- **Challenge**: Pick out every line of the entries below that contains the string "cloud", and copy each one in full. Match case exactly.

- **Records for the task**:
===============
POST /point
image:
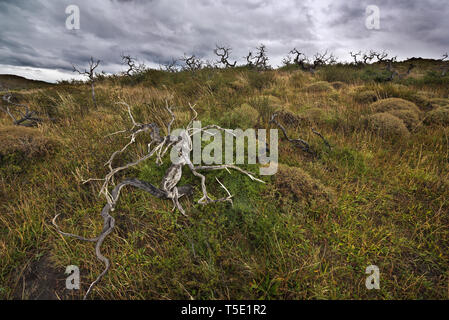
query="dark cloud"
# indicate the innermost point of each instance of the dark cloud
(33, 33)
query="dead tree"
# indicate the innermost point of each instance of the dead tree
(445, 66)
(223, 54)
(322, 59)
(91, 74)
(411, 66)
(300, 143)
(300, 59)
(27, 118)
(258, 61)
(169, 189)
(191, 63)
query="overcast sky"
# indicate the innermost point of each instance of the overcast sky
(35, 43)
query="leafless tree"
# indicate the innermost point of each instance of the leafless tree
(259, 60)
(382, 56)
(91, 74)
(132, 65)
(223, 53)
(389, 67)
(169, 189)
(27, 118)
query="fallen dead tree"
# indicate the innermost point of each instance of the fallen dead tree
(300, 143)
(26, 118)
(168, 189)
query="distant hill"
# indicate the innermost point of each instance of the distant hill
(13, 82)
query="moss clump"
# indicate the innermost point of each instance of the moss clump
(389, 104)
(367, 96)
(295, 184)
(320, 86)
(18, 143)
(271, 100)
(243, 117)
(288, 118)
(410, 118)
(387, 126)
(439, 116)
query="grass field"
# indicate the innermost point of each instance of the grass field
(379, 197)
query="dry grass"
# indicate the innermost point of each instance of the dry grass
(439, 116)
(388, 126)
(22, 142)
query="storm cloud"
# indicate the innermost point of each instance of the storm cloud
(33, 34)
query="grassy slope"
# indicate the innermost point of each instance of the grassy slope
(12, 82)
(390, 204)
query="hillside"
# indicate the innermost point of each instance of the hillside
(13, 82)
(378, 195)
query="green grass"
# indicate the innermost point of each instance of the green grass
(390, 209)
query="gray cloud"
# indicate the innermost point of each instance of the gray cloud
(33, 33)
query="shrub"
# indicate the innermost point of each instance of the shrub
===============
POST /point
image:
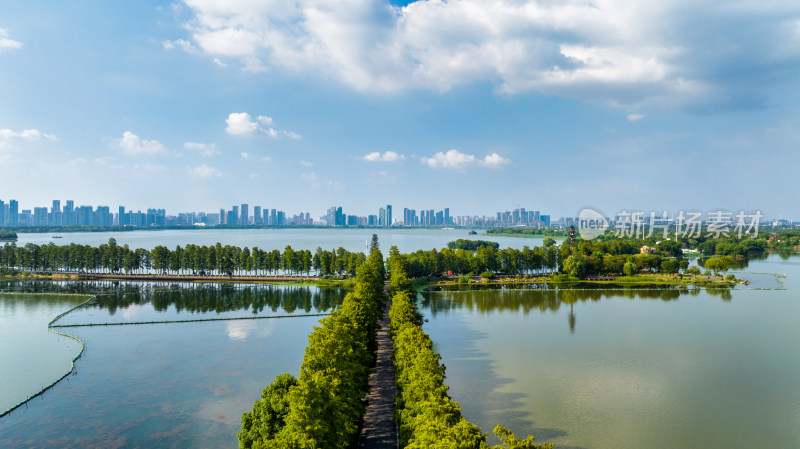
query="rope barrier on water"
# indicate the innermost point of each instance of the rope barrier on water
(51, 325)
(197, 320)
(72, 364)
===============
- **Answer to the exercise**:
query="dark cloud"
# indicate the innermost point of each instance of the dark cloud
query="storm cloud"
# indicate the innermost point of each instance of the storm cloud
query="gray cloud"
# indicate the innermost point of each instance of the gray cloud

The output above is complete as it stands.